WHAT NEEDS TO BE DONE: From the article on software quality below, extract the portion starting with "Government IT is" and going on through "are documented internally.", reproducing it word for word.

PASSAGE FOR REVIEW:
-------------------------

In the first of a planned annual series of reports about global software quality trends, Cast, Inc. presents an eye-opening figure for all IT managers. The software analysis and measurement company's study estimates that the cost of fixing problems in production applications exceeds $1 million per application.

The analysis focused on "structural quality" -- the engineering soundness of an application's architecture, not whether the application actually met its functional requirements. Cast examined four characteristics -- security, performance, robustness, and changeability -- in a variety of industries and in both the public and private sectors. The firm analyzed source code for violations against the company's collection of industry standard best practices, then calculated a score "using an algorithm that weights the severity of each violation and its relevance to each individual quality characteristic."

The report notes that that "structural quality characteristics are important because they are difficult to detect through standard testing. However, structural quality problems are ... most likely to cause unforeseen operational problems such as outages, performance degradation, breaches by unauthorized users, or data corruption."

The study examined attributes that affect an application's ability to avert unauthorized intrusions, its responsiveness, its stability, and the ease and speed with which it can be changed (without introducing more problems).

COBOL programs achieved the best scores for security, "scoring 59 percent higher than .NET and 37 percent higher than Java EE technologies." Jay Sappidi is in charge of Cast Research Labs; he told me that's because COBOL is used to a great degree in the financial and insurance industries, a sector that is more focused on security. "Those industries have complex requirements, and the cost of failure is high. Furthermore, the applications have been in existence for so long that problems could have already been fixed over time. Finally, COBOL applications are typically not directly exposed externally, so they're obviously safer."

Government IT is spending considerably more on maintenance than private-sector firms as represented by the "changeability" score, which Cast says "is a good predictor of application maintenance costs." Sappidi says that Cast examined code complexity and the complexity of the database, how code is written, including the quality of documentation and how well such structures as loops are documented internally.

"With the government, outsourcing is high, and that equals high risk. Usually in the government sector, multiple vendors are used, and those vendors rotate frequently, which means that they're spending more money to keep the lights on rather than add functionality. In fact, 75 percent of government IT budgets are spent on maintenance; the figure in the private sector is closer to 50 to 60 percent. With only one-quarter of government budgets going into investments in new applications and new functionality, there's a big drain on their budgets."

Contrary to conventional wisdom, application size doesn't correlate to application quality -- as long as the application is (and stays) modular. "When an application is modular, its quality can be high even as it grows to a very large size."

-------------------------

INFORMATION SHOWN:
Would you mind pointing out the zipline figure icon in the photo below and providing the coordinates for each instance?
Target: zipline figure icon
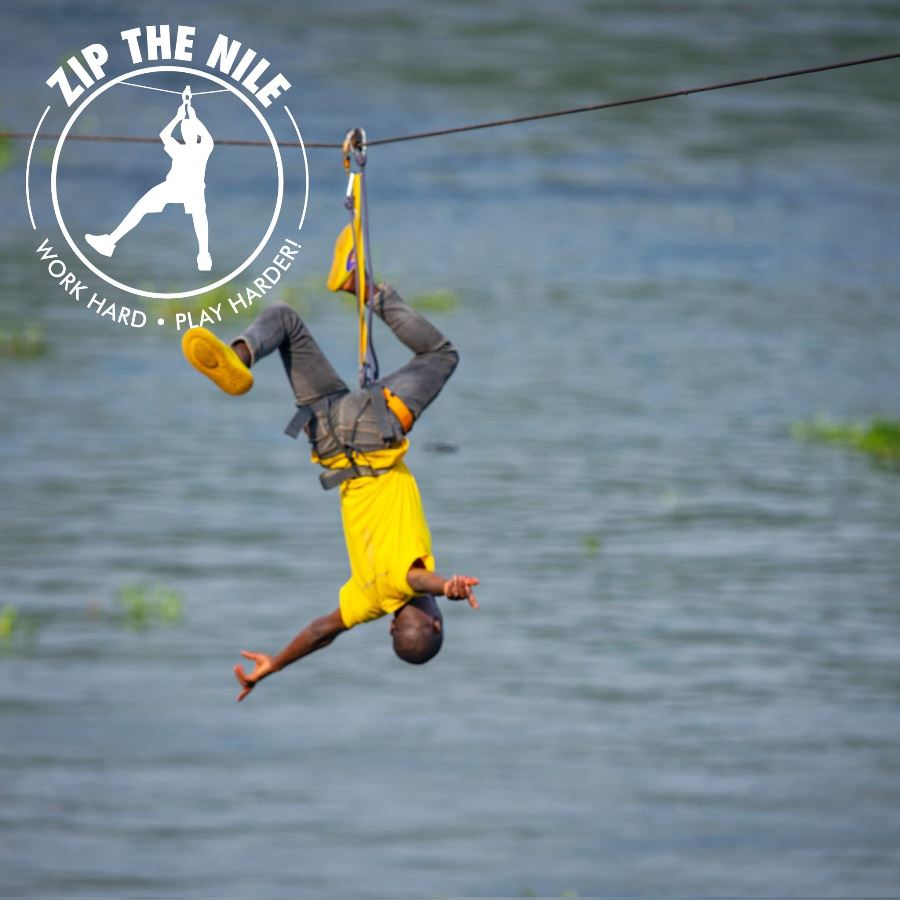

-------------------------

FINISHED TASK:
Government IT is spending considerably more on maintenance than private-sector firms as represented by the "changeability" score, which Cast says "is a good predictor of application maintenance costs." Sappidi says that Cast examined code complexity and the complexity of the database, how code is written, including the quality of documentation and how well such structures as loops are documented internally.